BRIEF
Transcribe the entries below exactly.

BEGIN RECORDS PROVIDED

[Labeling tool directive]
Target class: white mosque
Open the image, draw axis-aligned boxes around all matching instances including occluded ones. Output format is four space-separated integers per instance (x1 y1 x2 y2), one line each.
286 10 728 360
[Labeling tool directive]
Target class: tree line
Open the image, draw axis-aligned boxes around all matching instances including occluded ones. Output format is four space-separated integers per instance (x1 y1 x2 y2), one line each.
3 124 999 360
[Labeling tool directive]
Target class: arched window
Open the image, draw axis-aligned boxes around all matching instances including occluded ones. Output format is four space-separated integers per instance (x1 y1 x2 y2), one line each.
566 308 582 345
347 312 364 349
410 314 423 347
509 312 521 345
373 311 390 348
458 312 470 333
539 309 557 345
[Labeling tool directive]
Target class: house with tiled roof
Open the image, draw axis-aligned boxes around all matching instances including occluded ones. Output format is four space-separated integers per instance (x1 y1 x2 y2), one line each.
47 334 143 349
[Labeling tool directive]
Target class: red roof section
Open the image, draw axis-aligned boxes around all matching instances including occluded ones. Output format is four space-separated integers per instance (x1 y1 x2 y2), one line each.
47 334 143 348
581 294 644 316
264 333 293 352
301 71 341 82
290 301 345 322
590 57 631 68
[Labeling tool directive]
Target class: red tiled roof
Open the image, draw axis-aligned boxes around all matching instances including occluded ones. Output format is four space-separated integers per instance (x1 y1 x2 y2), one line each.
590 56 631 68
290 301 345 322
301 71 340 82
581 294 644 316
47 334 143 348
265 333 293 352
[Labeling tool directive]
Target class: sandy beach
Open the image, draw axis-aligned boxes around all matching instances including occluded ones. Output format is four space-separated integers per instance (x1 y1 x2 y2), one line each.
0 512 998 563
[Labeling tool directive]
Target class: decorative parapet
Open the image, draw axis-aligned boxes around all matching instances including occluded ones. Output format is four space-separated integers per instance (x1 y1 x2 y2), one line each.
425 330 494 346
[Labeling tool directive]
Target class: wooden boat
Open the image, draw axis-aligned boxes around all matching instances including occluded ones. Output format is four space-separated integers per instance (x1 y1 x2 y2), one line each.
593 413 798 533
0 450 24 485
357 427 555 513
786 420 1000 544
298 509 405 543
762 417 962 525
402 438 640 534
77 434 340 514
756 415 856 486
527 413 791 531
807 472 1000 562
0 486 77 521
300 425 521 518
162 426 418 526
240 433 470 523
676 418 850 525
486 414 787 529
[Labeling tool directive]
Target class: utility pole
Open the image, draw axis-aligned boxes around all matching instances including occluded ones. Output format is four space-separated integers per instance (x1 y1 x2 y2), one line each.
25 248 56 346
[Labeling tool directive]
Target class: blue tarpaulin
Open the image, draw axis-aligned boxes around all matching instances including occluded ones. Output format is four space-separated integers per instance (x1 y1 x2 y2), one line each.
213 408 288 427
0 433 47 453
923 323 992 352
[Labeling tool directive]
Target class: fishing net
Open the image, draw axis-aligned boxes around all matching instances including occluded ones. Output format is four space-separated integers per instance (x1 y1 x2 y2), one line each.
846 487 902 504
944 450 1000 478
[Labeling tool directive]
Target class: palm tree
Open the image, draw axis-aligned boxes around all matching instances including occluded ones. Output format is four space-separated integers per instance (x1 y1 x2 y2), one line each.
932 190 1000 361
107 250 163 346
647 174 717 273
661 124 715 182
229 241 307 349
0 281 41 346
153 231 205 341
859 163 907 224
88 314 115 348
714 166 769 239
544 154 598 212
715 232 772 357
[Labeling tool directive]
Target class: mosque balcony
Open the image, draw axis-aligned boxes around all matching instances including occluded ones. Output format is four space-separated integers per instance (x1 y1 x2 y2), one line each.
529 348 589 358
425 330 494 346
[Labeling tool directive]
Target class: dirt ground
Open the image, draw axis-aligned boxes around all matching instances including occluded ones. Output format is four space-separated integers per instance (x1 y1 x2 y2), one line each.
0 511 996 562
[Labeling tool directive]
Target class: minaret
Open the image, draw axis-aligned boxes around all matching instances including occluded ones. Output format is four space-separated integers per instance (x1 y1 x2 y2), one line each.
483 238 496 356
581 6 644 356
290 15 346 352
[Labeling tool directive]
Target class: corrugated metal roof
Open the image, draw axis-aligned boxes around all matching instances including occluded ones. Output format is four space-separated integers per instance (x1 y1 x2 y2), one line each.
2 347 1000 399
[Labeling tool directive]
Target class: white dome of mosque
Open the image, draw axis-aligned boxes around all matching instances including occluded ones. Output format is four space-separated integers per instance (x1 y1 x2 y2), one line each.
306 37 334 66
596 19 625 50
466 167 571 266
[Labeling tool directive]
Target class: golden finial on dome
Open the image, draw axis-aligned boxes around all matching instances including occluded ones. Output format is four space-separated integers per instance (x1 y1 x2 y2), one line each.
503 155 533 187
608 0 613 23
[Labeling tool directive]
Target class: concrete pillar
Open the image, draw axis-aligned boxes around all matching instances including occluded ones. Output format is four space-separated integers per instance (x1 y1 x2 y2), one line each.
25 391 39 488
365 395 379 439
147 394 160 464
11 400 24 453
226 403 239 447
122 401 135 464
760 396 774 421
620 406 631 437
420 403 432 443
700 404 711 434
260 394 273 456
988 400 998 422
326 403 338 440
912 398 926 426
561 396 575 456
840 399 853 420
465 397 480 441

END RECORDS PROVIDED

EXPECTED ANSWER
[Labeling tool directive]
Target class: white mosque
Open the image, draw axis-aligned boxes around all matching instances including occluded ones. Output format is four space-separated integers per instance (x1 y1 x2 y2), one line each.
286 10 728 360
[Labeling tool directive]
Target class: tree line
Open the image, draw axis-aligned boxes around all matching instances including occluded ones. Output format is four space-separated integers per instance (x1 y1 x2 y2), one line each.
3 124 999 360
[Labeling tool directive]
Target class: arched window
Open the image, draw axis-aligned boxes around all matching instances including occluded ones. Output format is four space-separated integers per instance (x1 y1 x2 y2), one line each.
566 308 582 345
347 312 364 349
410 314 423 347
509 312 521 345
373 311 390 348
458 312 470 333
539 309 557 345
[Labeling tool directive]
Target class: house with tiled roof
Open the image, draw axis-aligned boxes around all matching instances including occluded ones. Output format is four space-separated integers per instance (x1 y1 x2 y2), one line each.
47 334 143 349
[Labeling tool directive]
Target class: red roof section
Open the image, draw axis-aligned boxes around all matching instances including occluded ones. Output format is four space-separated integers per instance (x1 y1 x2 y2), one line each.
47 334 143 348
581 294 644 316
264 333 293 352
301 71 341 82
290 301 345 322
590 57 631 68
[Labeling tool directive]
Target class: red tiled roof
Open the image, draw axis-aligned boxes around all matching instances including occluded ones. Output format is four space-separated integers per instance (x1 y1 x2 y2), one line each.
590 56 631 68
290 301 345 322
301 71 340 82
581 294 644 316
47 334 143 348
265 333 293 352
[Labeling tool directive]
Target class: sandy beach
Open the image, draw axis-aligned boxes around all matching instances including occluded ones. Output format is four space-separated integers per instance (x1 y1 x2 y2), one line each.
0 512 998 563
[Labeling tool directive]
Target class: decorative parapet
Open the image, draw axis-aligned boxes around all matching instances including occluded ones. Output format is four space-separated integers per instance (x1 y1 x2 y2), one line each.
425 330 494 346
[Labeling tool directive]
Target class: wooden boat
Open the image, draw axis-aligned boxes around all matching instances including occluded ones. Output format is four space-separated integers per instance (x1 y1 x2 y2), one line each.
593 413 798 533
0 450 24 485
357 427 555 513
786 420 1000 544
298 509 405 543
762 417 962 525
402 438 640 534
77 434 340 514
756 415 856 486
527 413 791 531
807 472 1000 562
0 486 77 521
300 425 521 518
162 426 418 526
240 433 470 523
676 418 850 525
486 414 787 529
[Labeling tool directive]
Target class: utility pole
Open the image, draw axis-aligned boxes around all matching instances including occluded ones. Output format is four space-separated integers per instance (x1 y1 x2 y2), one line each.
25 248 56 346
[Labeling tool directive]
Target class: blue tarpaulin
Open the image, draw axis-aligned boxes around all matching instances including occluded ones. Output format is four space-separated integers per instance (x1 y1 x2 y2), one line each.
213 408 288 427
0 433 47 453
923 323 992 352
[Labeling tool directive]
Target class: fishing net
Open the image, draw axis-aligned boxes around all matching instances including occluded ones. Output format is four space-separated integers per instance (x1 y1 x2 y2), one line each.
846 487 902 504
944 450 1000 478
[Labeling tool directive]
Target class: palm tree
Open the image, draw axis-aligned boxes around all matching instances including occluded ones. Output format is four space-separated integers per instance (x1 y1 x2 y2), one line each.
932 190 1000 361
107 250 163 346
647 174 717 273
661 124 715 182
229 241 307 349
0 281 41 346
153 231 205 341
859 163 907 224
88 314 115 348
714 166 769 239
544 154 598 212
715 232 772 357
[Labeling tool directive]
Target class: mosque balcony
Open the image, draw axis-aligned boxes around all matching instances including occluded ones. Output format is four space-separated integers per instance (x1 y1 x2 y2), one line each.
529 348 589 358
425 330 494 346
[Labeling tool directive]
Target class: dirt ground
Open the image, draw axis-aligned boxes around all matching instances including occluded ones. Output format is four space-separated integers per instance (x1 y1 x2 y2), one line each.
0 511 996 562
[Labeling tool directive]
Target class: minaret
Open the image, draw axis-aligned boxes around all matching instances including occluded ones. Output format is four space-separated integers per instance (x1 y1 x2 y2), one line each.
483 238 496 356
581 6 644 356
290 15 346 352
[Labeling tool directive]
Target class: corrugated metal roof
Open the image, draw axis-aligned boxes around all matching instances including occluded ones. Output format is four space-separated integers per instance (x1 y1 x2 y2), one line each.
2 347 1000 399
[Labeling tool directive]
Target class: white dome of mosque
Open the image, draw axis-aligned boxes around all matching instances including occluded ones. Output format is four space-separated integers per instance (x1 y1 x2 y2), one line each.
306 37 334 66
596 19 625 50
466 167 571 266
[Labeling tool directive]
Target class: golden finial on dome
Open the image, draw axis-aligned boxes around all matching instances including occluded ones. Output format is four space-separated integers per instance (x1 y1 x2 y2), one line each.
503 155 533 187
608 0 613 23
[Labeling tool directive]
Target class: concrete pillar
Open the image, draw axis-aligned boxes around all matching instances including occluded ones. Output format is four space-separated integers per instance (x1 y1 x2 y2), one line each.
25 391 39 488
365 395 379 439
147 394 160 464
11 400 24 453
226 403 239 447
122 401 135 464
760 396 774 421
620 406 631 437
420 403 432 443
700 404 711 434
260 394 273 456
988 400 998 422
326 403 338 440
912 398 926 426
561 396 575 456
840 399 853 420
465 397 480 441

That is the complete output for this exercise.